— Work instruction A —
Decide whether each statement below agrees with the article on the forecast global food shortage. For each, answer yes or no and quote the words of the article that decide it.
(i) The United States and China are expected to be able to grow more crops because of changes in temperature and rainfall.
(ii) The forecast relies on UN climate change figures released in 2010.
(iii) The study projects that one in five people will go hungry.
— Work instruction B —
In the article on the forecast global food shortage, reproduce the passage from "The forecast is" up to and including "the study said." with no changes.

(Page excerpt Opens)

Kerry Sheridan Yahoo News 19 Jan 11;

WASHINGTON (AFP) – A growing world population combined with the steady effects of climate change are forecast to create a global food shortage in the next 10 years, but the news isn't all bad for some countries.

The United States, China, Ethiopia and parts of northern Europe are among the select few that are expected to be able to grow more crops as a result of changes in temperature and rainfall, according to a study out Tuesday.

However, those gains will not be enough to stave off an increase in world starvation and price spikes for food as a result of a shortfall in three of the four main cereal crops, it said.

The forecast is based on UN figures about climate change released in 2007, and projects the impact of temperature changes that will leave the planet at least 2.4 degrees Celsius (4.3 Fahrenheit) warmer by 2020.

"The analysis is based on the conclusions of the 2007 IPCC (Intergovernmental Panel on Climate Change) Fourth Assessment Report," said lead author Liliana Hisas of the Universal Ecological Fund, a non-profit group.

"Our other guiding principles were using the business-as-usual path the world is currently following, and assess the impacts of climate change with a short-term target of one decade."

A population boom will leave the world with an additional 890 million people in 2020, for a total of 7.8 billion, up from the current level of 6.9 billion, the study said.

And across-the-board deficits in wheat, rice and maize means there will not be enough to feed all those extra mouths.

The result will be more prevalent hunger -- one in five people going hungry, up from the current rate of one in seven -- and food price spikes of up to 20 percent, according to the study.

(Page excerpt Closes)
(Given entries Opens)

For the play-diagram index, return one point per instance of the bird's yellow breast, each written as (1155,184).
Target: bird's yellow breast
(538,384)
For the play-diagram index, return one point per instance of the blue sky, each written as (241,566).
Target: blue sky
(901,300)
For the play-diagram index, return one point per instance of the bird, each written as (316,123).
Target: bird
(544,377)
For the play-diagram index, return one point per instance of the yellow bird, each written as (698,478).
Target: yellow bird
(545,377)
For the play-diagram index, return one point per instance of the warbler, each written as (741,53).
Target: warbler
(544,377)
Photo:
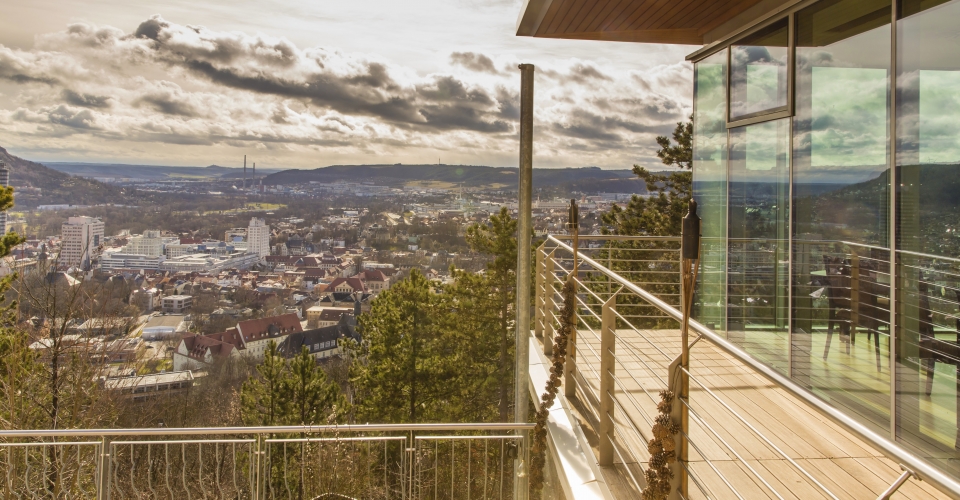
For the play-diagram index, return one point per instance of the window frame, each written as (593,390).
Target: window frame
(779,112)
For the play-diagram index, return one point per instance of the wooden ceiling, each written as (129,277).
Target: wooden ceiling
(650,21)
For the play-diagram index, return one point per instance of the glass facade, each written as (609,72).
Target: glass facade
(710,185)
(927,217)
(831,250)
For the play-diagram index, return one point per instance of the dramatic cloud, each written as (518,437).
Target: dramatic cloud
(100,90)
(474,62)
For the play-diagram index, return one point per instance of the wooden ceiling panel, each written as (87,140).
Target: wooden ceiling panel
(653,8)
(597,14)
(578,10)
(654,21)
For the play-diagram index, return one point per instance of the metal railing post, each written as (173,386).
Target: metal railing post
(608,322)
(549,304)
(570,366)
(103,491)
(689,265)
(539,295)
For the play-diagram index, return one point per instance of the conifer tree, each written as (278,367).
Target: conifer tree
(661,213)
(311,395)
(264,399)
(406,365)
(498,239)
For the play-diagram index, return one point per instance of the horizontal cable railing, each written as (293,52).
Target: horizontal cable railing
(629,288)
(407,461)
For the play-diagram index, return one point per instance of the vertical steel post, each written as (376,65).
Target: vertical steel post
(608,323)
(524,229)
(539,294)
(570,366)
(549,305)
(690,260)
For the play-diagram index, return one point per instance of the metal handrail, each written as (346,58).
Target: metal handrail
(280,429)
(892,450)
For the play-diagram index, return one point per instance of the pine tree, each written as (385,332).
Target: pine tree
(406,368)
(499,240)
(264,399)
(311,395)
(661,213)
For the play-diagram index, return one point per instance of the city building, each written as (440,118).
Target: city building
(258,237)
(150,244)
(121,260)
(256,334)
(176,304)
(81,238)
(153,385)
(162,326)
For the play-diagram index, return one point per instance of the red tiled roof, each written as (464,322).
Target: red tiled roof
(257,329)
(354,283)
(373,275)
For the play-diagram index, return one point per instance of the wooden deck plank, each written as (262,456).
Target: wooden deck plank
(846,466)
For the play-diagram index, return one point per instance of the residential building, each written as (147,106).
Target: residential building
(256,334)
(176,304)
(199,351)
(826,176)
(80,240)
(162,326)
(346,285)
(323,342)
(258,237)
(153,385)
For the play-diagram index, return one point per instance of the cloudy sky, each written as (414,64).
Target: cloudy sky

(Given entries Closes)

— Task response A —
(i) Yes: "The United States, China, Ethiopia and parts of northern Europe are among the select few that are expected to be able to grow more crops as a result of changes in temperature and rainfall"
(ii) No: "The forecast is based on UN figures about climate change released in 2007"
(iii) Yes: "one in five people going hungry, up from the current rate of one in seven"

— Task response B —
The forecast is based on UN figures about climate change released in 2007, and projects the impact of temperature changes that will leave the planet at least 2.4 degrees Celsius (4.3 Fahrenheit) warmer by 2020.

"The analysis is based on the conclusions of the 2007 IPCC (Intergovernmental Panel on Climate Change) Fourth Assessment Report," said lead author Liliana Hisas of the Universal Ecological Fund, a non-profit group.

"Our other guiding principles were using the business-as-usual path the world is currently following, and assess the impacts of climate change with a short-term target of one decade."

A population boom will leave the world with an additional 890 million people in 2020, for a total of 7.8 billion, up from the current level of 6.9 billion, the study said.